# [SELECTED TEXT]
Events unfolding since Russia invaded Ukraine seven months ago and the mounting spat between the US and China appear to suggest that the balance of power is shifting in the direction of a multi-polar world. But critics of the modern west – the US in particular – may be celebrating too prematurely and rather unwittingly.
Granted that last week’s meeting of the Shanghai Cooperation Organization (SCO) and the BRICS Summit last June both signal strong disillusionment over the ideological, economic and military high-handedness of a unipolar west. To put this into context, the permanent SCO members (Russia, China, Kyrgyz Republic, Kazakhstan, Tajikistan, Uzbekistan, India, Pakistan and now also Iran) together represent a third of global GDP and two-fifths of humankind. The five full-time BRICS members (Brazil, Russia, India, China and South Africa), meanwhile, represent over a quarter of global GDP and also two-fifths of the world population. Moreover, resource and population rich Argentina, Saudi Arabia, Iran and Nigeria are also reportedly keen to join BRICS at the earliest.
Also reflected in these large numbers is a stoic refusal by the mass of the world’s population to buy into the false pretence of the universality of western values or to be drawn into the zero-sum proposition characterized by the bi-polar world up until the collapse of the Soviet Union in 1991. Glaring inequities during the Covid-19 pandemic and nationalist populism still sweeping much of the west also highlight the fragility of multilateralism in a frustratingly unipolar world.
Men of goodwill
No doubt the west today stands accused of hypocrisy and double standards on many counts. But it was not always that way. In fact, the US was quite reluctant to take on the mantle of global policeman thrust upon it when Europe was swept under the ashes of World War Two. It is another matter that muscularity, exceptionalism, triumphalism and selective amnesia marked the exercise of American foreign policy soon thereafter.
But it also must also be acknowledged that US ‘strategic reluctance’ defined the first few years of the post-war international order, which, in turn, allowed smaller, weaker states like Nepal to full-throatedly participate in cooperative organizations such as the United Nations and the Bretton Woods institutions (i.e., the International Monetary Fund and the World Bank). Even Germany and Japan – the vanquished villains of World War Two – were invited early on to engage in the emerging international order.
Of course, this is all in the past now. There is an idyllic romance associated with the notion of a multi-polar world where nation-states are economically intertwined and the exercise of geo-strategic interest is benevolent, accommodating and free of hegemons. That is how the hand-out reads.
Sadly, multi-polarity as a grand bargain is a promise that the last 2,000 years of human history has never honoured. According to historians, multi-polar environments are exceedingly rare and have kept the peace for periods of up to ten years at the most. Thereafter, one side has inevitably misread the other(s) and projected power beyond its sphere of influence.

# [THINGS TO DO]
**A)** Answer these questions from the multi-polarity article:
(i) Which four countries are reportedly keen to join BRICS?
(ii) According to historians, for how long at most have multi-polar environments kept the peace?
(iii) Which two vanquished countries of World War Two were invited early on to engage in the emerging international order?
**B)** Extract the multi-polarity article word for word from "Events unfolding since" to "and rather unwittingly.".
**C)** Extend the multi-polarity article by writing on from its final sentence.
The records that come next have no connection to the multi-polarity article and are not needed for any task.

# [RECORD EXCERPTS]
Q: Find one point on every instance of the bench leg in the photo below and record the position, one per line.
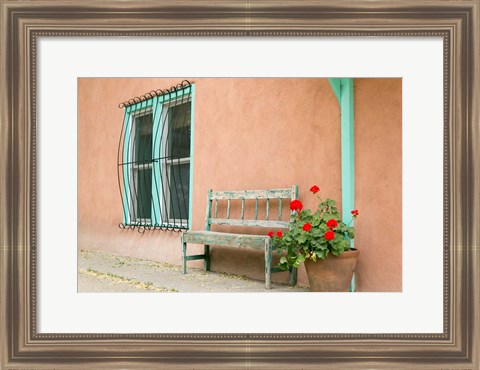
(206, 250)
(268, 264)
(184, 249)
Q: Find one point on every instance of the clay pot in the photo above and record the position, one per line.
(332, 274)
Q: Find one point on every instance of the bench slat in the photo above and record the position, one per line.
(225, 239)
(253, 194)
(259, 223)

* * *

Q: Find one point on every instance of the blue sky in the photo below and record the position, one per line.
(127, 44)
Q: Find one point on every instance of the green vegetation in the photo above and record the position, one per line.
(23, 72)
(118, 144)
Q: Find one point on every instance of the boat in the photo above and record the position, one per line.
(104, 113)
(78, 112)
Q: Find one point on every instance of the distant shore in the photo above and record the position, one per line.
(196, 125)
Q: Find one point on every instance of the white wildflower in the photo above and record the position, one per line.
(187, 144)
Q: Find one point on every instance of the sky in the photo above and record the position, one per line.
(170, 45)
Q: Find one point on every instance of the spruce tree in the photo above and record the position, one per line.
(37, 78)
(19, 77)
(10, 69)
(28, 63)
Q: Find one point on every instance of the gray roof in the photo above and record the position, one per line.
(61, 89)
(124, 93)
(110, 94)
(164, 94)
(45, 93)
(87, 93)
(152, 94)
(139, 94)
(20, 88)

---

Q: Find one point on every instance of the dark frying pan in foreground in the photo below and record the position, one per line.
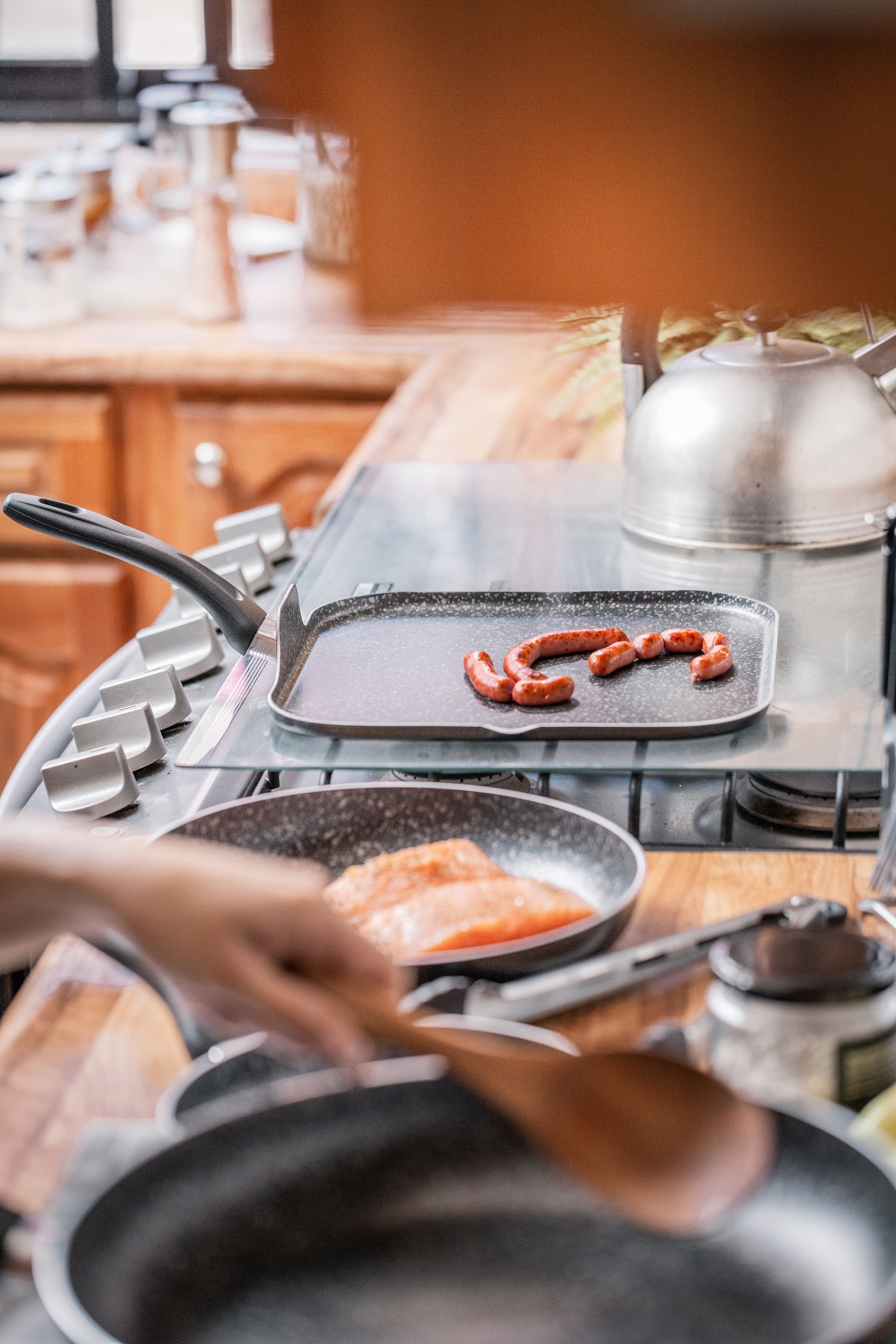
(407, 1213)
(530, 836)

# [ACTIVITY ANSWERS]
**A)**
(i) Argentina, Saudi Arabia, Iran and Nigeria
(ii) Periods of up to ten years
(iii) Germany and Japan

**B)**
Events unfolding since Russia invaded Ukraine seven months ago and the mounting spat between the US and China appear to suggest that the balance of power is shifting in the direction of a multi-polar world. But critics of the modern west – the US in particular – may be celebrating too prematurely and rather unwittingly.

**C)**
The most recent example is the period leading up to World War One. The British Empire and the Weimar Republic (or the Second German Reich) were never as economically integrated nor ever as mutually prospering up until that point. And yet they clashed with catastrophic consequences. Wikipedia lists similar episodes during World War Two, the Thirty Years War in central Europe (1618-1648 AD) and even as far back as the Three Kingdoms (220-280 AD) during the tripartite division of China among the dynastic states of Cao Wei, Shu Han and Eastern Wu.
Moreover, every new promise of a multi-polar landscape tends to hide the messy realities of parochial entanglements and tenuous alliances. For example, India is a full-time member of both the China-led SCO and the Quadrilateral Security Dialogue (QUAD) grouping together with Japan, Australia and the US. Pakistan – India’s regional arch-rival – is also a full-time SCO member, as is Kazakhstan which has recently fallen out with Russia, another SCO founder member.
Tajikistan, Uzbekistan and Kyrgyz Republic – all SCO founder members and former Soviet republics – are very wary of Russia’s irredentist ambitions, especially after its invasion of Ukraine, also a former Soviet republic.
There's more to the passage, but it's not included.